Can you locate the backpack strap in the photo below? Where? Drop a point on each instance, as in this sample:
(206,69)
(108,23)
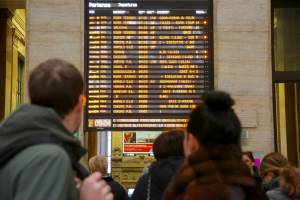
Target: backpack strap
(18,146)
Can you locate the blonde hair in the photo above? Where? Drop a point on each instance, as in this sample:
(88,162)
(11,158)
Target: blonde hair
(98,164)
(272,162)
(290,181)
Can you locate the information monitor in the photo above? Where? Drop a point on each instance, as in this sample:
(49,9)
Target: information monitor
(146,62)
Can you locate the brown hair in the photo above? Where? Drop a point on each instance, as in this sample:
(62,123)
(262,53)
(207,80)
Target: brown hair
(249,154)
(290,181)
(98,164)
(56,84)
(168,144)
(272,162)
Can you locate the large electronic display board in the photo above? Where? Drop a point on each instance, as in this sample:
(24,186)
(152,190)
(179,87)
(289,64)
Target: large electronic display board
(146,62)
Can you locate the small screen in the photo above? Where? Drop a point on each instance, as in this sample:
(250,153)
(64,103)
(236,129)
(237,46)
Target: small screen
(130,191)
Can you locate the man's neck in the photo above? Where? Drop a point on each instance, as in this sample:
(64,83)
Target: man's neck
(68,122)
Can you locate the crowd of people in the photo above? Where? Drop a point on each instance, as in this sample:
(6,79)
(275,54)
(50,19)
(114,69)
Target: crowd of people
(39,156)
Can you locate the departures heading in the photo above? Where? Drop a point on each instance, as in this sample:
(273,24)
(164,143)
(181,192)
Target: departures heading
(146,63)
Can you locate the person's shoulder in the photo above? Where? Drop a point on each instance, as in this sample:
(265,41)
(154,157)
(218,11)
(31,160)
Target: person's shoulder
(43,152)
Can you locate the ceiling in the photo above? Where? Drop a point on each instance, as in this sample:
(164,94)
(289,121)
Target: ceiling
(12,4)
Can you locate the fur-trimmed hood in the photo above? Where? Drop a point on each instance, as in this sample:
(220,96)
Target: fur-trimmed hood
(215,173)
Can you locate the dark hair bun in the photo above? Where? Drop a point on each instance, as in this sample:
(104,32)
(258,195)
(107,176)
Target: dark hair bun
(218,101)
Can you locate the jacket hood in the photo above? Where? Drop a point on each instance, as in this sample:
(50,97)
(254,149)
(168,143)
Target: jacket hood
(29,120)
(162,171)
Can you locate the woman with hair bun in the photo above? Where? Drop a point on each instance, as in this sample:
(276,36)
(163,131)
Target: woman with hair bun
(213,168)
(280,180)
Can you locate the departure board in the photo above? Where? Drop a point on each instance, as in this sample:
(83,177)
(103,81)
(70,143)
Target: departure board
(146,62)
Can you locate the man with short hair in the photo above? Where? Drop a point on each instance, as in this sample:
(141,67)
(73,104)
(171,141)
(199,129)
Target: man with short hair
(39,156)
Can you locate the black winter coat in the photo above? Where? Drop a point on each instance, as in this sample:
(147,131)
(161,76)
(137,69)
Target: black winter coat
(154,182)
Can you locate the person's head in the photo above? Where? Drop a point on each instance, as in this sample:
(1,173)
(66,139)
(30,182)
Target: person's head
(212,123)
(98,164)
(290,181)
(248,159)
(271,166)
(167,144)
(59,85)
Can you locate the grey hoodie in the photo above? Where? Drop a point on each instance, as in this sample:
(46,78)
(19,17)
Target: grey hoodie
(42,171)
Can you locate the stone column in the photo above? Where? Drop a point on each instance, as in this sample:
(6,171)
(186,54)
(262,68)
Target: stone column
(242,47)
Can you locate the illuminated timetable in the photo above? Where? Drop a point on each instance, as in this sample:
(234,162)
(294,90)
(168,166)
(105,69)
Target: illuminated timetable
(146,62)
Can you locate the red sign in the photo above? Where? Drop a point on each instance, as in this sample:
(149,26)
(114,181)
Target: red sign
(138,147)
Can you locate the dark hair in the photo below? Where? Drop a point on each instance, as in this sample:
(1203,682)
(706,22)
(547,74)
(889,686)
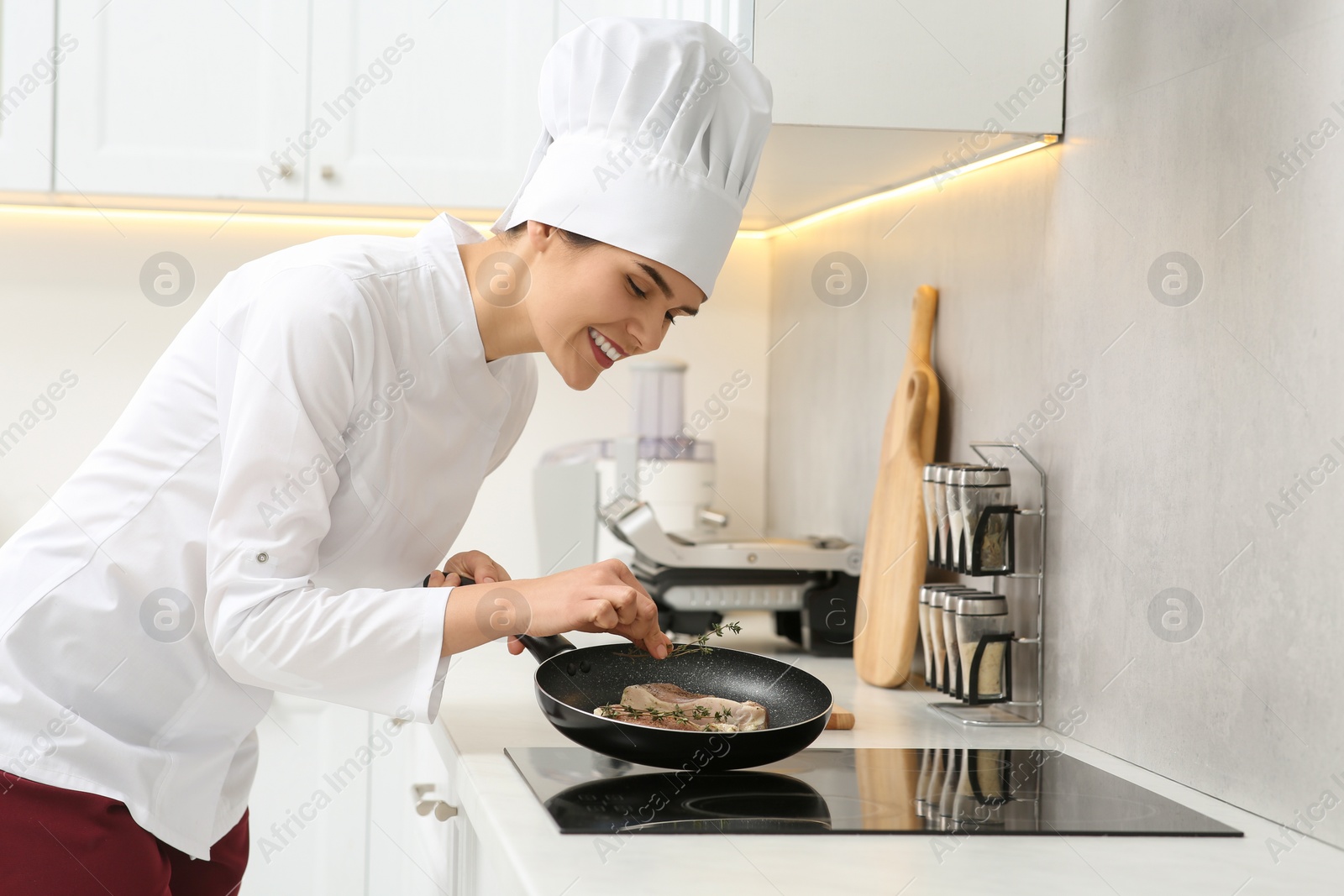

----------------

Goal => Lay out the material above as a numbered list, one line per item, without blank lines. Include every line of the material but omit the pictures.

Completed exercise =>
1. Can you locate the backpack strap in the photo below? Where? Drop a point on each instance, as in this sample:
2. (206,69)
3. (108,23)
4. Target: backpack strap
5. (18,146)
6. Can you locate the blonde hair in the photo above? Where? Drop a point on each instance, as in this sample:
7. (88,162)
8. (11,158)
9. Target: blonde hair
10. (98,164)
11. (272,162)
12. (290,181)
13. Can you locate the information monitor in the photo above? Where? Drop a point on each instance, as in this sample:
14. (49,9)
15. Target: information monitor
16. (146,62)
17. Can you locate the brown hair in the photo above? Where? Drop a point on each instance, as in this sample:
18. (62,123)
19. (262,53)
20. (207,80)
21. Target: brown hair
22. (249,154)
23. (290,181)
24. (98,164)
25. (56,84)
26. (168,144)
27. (272,162)
28. Can you locate the large electronic display board in the photo above? Where? Drop a point on each instance, as in this sample:
29. (24,186)
30. (152,190)
31. (179,87)
32. (289,64)
33. Target: large electronic display board
34. (146,62)
35. Can you locate the small screen in the photo above? Where? Drop a point on each instance, as in this sample:
36. (250,153)
37. (64,103)
38. (236,129)
39. (237,46)
40. Target: small screen
41. (130,191)
42. Can you locate the man's neck in the photo above? Where? Drop a point on each instance, as in this sample:
43. (64,83)
44. Target: man's neck
45. (68,122)
46. Can you locate the crowd of people in the photo above? Where? Drop a point on each instance, as in this sample:
47. (6,79)
48. (275,54)
49. (50,19)
50. (114,69)
51. Target: crowd of people
52. (39,156)
53. Can you locate the departures heading in the photo above? Where? Drop a point on each instance, as in this sample:
54. (273,24)
55. (164,143)
56. (181,192)
57. Target: departures heading
58. (146,63)
59. Can you locate the person's shoulder in the photo above? Where? Drop a point on each instance, as in this sample:
60. (265,41)
61. (154,157)
62. (218,11)
63. (31,160)
64. Target: person's shoulder
65. (43,152)
66. Can you locate the ceiling in the photo above? Where? Drop a point on each instance, as in this sample:
67. (164,94)
68. (289,121)
69. Target: ceiling
70. (12,4)
71. Can you locate the fur-trimmed hood in the photo above? Where? Drop a point on each instance, as in this sample:
72. (220,96)
73. Target: fur-trimmed hood
74. (215,173)
75. Can you locate the dark hair bun in the photo above? Where? Drop a point on each instance, as in this sample:
76. (104,32)
77. (258,195)
78. (107,176)
79. Target: dark hair bun
80. (218,101)
81. Can you locate the jacket hood in the photo above? Where? Drop a point on each instance, as in this sample:
82. (50,97)
83. (254,149)
84. (168,143)
85. Target: jacket hood
86. (29,120)
87. (162,171)
88. Can you locate the woman with hair bun in the photo above? Where? Drop a point on each instance, as in this sample:
89. (276,36)
90. (163,131)
91. Target: woman with hair bun
92. (213,168)
93. (280,180)
94. Can you locate the departure board in the photo above? Where? Drop a point on each instance, as in this sample:
95. (83,177)
96. (103,81)
97. (70,143)
98. Target: departure board
99. (146,62)
100. Can you locate the man with short hair in the photo above? Where? Drop a point on each instance, as in this sample:
101. (141,67)
102. (73,104)
103. (171,141)
104. (199,129)
105. Target: man with short hair
106. (39,156)
107. Can you locate the black winter coat in the photo above? Where? Drop a point on each instance, as in this sample:
108. (147,131)
109. (161,76)
110. (137,69)
111. Target: black winter coat
112. (154,182)
113. Can you locate the person's head in the photo above? Where? Drop a point on each instance, as in this sample:
114. (1,173)
115. (66,139)
116. (30,182)
117. Target: person's head
118. (212,123)
119. (98,164)
120. (290,181)
121. (248,159)
122. (271,166)
123. (167,144)
124. (59,85)
125. Can you locate the grey hoodie in the photo above? Where? Drop a point on each instance, as in this sample:
126. (46,78)
127. (19,17)
128. Target: grey hoodie
129. (42,171)
130. Can you locate the stone column in the photo above? Where? Drop a point on each instance, as in this sample:
131. (6,171)
132. (186,54)
133. (262,68)
134. Target: stone column
135. (242,47)
136. Can you locate the illuminated timetable in the photo above? Where? Drop a point on each instance, as in this sample:
137. (234,162)
138. (294,90)
139. (168,166)
140. (105,69)
141. Target: illuminated timetable
142. (146,62)
143. Can you locate the red sign in the photo above? Where? Drop a point on each instance, as in this sample:
144. (149,26)
145. (114,181)
146. Target: red sign
147. (138,147)
148. Can you locate the dark hair in the photo below? Where? Drop a point on each instance, as in this sample:
149. (1203,682)
150. (706,22)
151. (547,74)
152. (889,686)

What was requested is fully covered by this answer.